# Exercícios propostos
[1] Reescreva o trecho do texto sobre a anestesia que começa com as palavras que contêm "Até que opções" e termina com "o paciente relaxar.", trocando "álcool" por "vinho".
[2] Responda com base no texto sobre a anestesia:
(a) Em que ano ocorreu a demonstração pública do uso do éter em uma cirurgia?
(b) Como médicos e dentistas de prestígio se referiam à droga em seus artigos?
(c) Por que as cirurgias do abdômen eram inviáveis?

# Texto do exercício
____________________

Demonstração pública em 1846 do uso do éter em uma cirurgia no Hospital Geral de Massachusetts. (Fonte: Brasil Escola/Reprodução)
Embora a descoberta fosse uma revolução para a medicina, apenas anos mais tarde a anestesia se tornou norma. Como a descoberta do uso do éter era algo novo e desconhecido, os erros de dosagem que faziam os pacientes acordarem no meio da cirurgia ou morrerem de overdose, fez com que os hospitais proibissem o uso da substância nas cirurgias. Médicos e dentistas de prestígio publicaram artigos condenando o uso e referindo-se à droga como "influência satânica".
Até que opções mais eficientes fossem encontradas, os médicos utilizaram o álcool como sedativo, fazendo com que os pacientes ficassem bêbados e dormissem para começar a operação. O problema é que isso durava pouco tempo, portanto, os médicos realizavam operações curtas nesses casos, como amputações, redução de fraturas, retirada de cálculo renal e circuncisão. Cirurgias do abdômen, por exemplo, eram inviáveis, pois os músculos precisavam estar relaxados e com extrema dor era impossível fazer o paciente relaxar.

____________________

Dados de localização de objetos por linguagem natural
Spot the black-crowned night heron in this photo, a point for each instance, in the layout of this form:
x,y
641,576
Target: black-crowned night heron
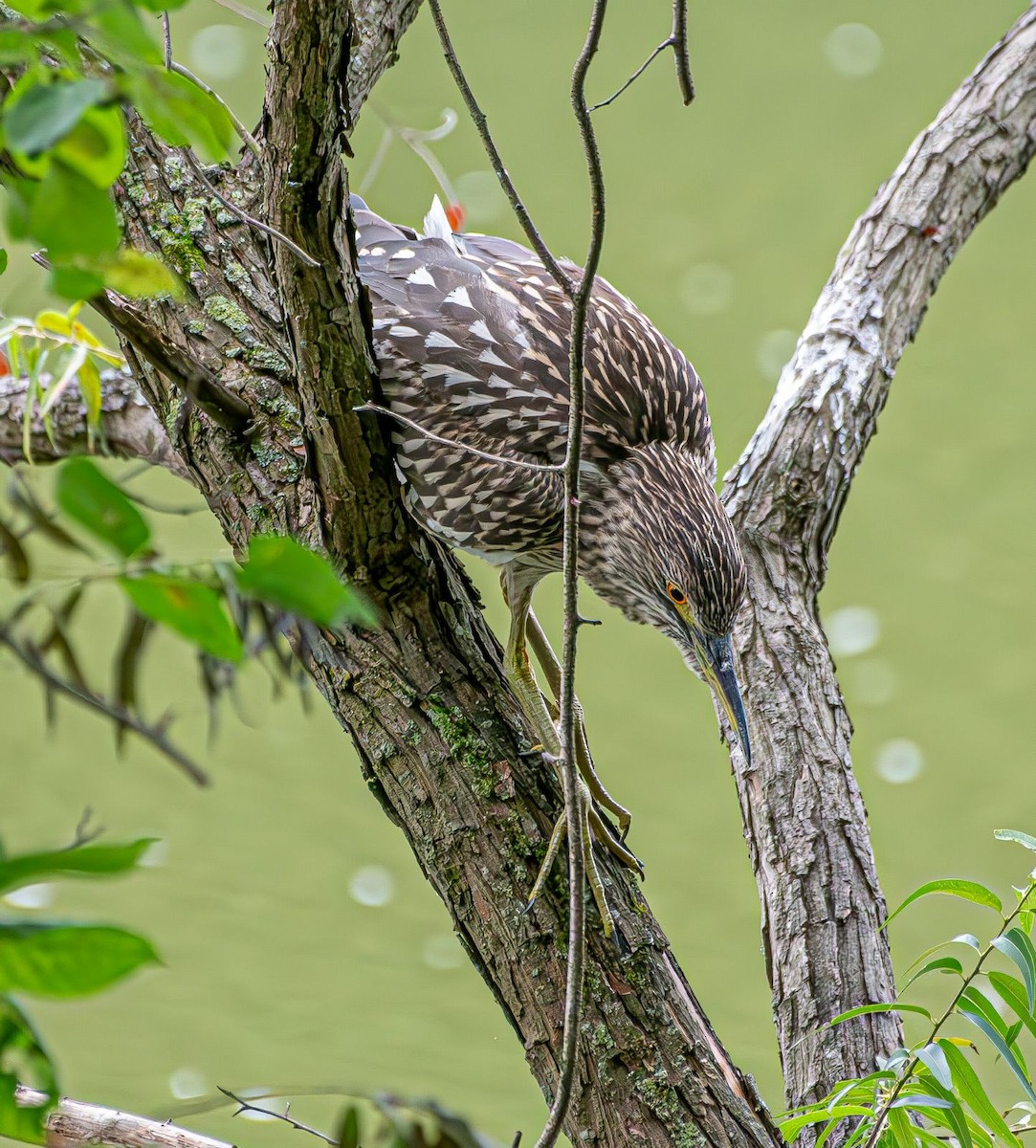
x,y
471,337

____________________

# Gabarito
[1]
Até que opções mais eficientes fossem encontradas, os médicos utilizaram o vinho como sedativo, fazendo com que os pacientes ficassem bêbados e dormissem para começar a operação. O problema é que isso durava pouco tempo, portanto, os médicos realizavam operações curtas nesses casos, como amputações, redução de fraturas, retirada de cálculo renal e circuncisão. Cirurgias do abdômen, por exemplo, eram inviáveis, pois os músculos precisavam estar relaxados e com extrema dor era impossível fazer o paciente relaxar.

[2]
(a) Em 1846.
(b) Como "influência satânica".
(c) Os músculos precisavam estar relaxados, e com extrema dor era impossível fazer o paciente relaxar.